● TO BE DONE: Rewrite every line of the records below, requests included, beginning at the line that has "Note: we are tagging the patch" and stopping after the line that has "129), (947, 309)]". Raise each coordinate in the answer point lists by 86, leaving the numbers in the requests and their format samples as they are.

● AVAILABLE RECORDS:
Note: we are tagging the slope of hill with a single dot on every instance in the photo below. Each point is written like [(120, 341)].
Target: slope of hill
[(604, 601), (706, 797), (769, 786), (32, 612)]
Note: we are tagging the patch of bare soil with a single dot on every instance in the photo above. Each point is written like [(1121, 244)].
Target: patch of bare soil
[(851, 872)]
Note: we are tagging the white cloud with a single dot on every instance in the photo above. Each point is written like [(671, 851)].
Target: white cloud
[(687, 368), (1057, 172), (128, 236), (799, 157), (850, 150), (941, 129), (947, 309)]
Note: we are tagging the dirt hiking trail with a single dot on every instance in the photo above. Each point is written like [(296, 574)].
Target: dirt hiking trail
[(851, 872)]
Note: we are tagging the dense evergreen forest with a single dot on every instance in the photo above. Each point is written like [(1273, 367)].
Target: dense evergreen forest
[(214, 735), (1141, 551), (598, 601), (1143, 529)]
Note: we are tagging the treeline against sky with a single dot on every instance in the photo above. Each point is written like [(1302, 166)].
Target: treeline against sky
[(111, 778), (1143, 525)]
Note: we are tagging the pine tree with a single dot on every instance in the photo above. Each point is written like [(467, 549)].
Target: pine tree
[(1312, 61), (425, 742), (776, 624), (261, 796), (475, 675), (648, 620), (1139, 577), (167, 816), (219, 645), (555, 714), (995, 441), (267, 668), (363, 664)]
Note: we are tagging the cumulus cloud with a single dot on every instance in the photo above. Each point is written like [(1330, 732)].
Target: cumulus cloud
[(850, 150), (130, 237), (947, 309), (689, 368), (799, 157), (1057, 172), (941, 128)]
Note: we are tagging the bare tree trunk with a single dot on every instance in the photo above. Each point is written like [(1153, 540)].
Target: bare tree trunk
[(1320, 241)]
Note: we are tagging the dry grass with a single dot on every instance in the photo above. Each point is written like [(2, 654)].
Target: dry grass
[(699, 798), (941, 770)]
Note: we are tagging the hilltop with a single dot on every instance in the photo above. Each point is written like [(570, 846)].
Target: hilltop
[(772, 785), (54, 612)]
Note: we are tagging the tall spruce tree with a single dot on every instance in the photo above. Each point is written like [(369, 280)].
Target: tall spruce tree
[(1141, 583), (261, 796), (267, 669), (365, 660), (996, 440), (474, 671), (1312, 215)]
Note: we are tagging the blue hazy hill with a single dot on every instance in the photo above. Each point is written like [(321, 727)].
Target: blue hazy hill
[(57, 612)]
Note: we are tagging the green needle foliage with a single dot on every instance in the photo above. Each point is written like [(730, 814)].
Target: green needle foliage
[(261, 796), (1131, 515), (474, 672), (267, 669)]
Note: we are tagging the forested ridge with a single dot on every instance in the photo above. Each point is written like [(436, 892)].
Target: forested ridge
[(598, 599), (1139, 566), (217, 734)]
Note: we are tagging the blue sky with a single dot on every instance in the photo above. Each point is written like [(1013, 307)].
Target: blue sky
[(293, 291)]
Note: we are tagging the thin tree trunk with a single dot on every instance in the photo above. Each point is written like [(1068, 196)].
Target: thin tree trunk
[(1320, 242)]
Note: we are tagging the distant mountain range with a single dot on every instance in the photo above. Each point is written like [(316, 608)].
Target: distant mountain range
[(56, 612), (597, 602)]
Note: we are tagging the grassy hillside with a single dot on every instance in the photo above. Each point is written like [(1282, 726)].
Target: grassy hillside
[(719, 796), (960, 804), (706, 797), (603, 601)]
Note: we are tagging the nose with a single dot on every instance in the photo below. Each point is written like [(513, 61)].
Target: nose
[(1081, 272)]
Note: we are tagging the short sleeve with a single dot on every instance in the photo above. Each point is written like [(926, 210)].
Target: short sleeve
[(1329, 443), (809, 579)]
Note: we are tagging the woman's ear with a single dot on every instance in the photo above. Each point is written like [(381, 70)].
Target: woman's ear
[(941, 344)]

● EXPECTED OUTPUT:
Note: we are tagging the patch of bare soil with a single dot on every instance in the photo above. Each point is written like [(1121, 244)].
Target: patch of bare soil
[(937, 958)]
Note: we are tagging the white cloud with a single dot on every instance in the photo above. Each point is written like [(671, 851)].
Target: white cloud
[(773, 454), (1143, 258), (214, 322), (885, 243), (936, 236), (1027, 215), (1033, 395)]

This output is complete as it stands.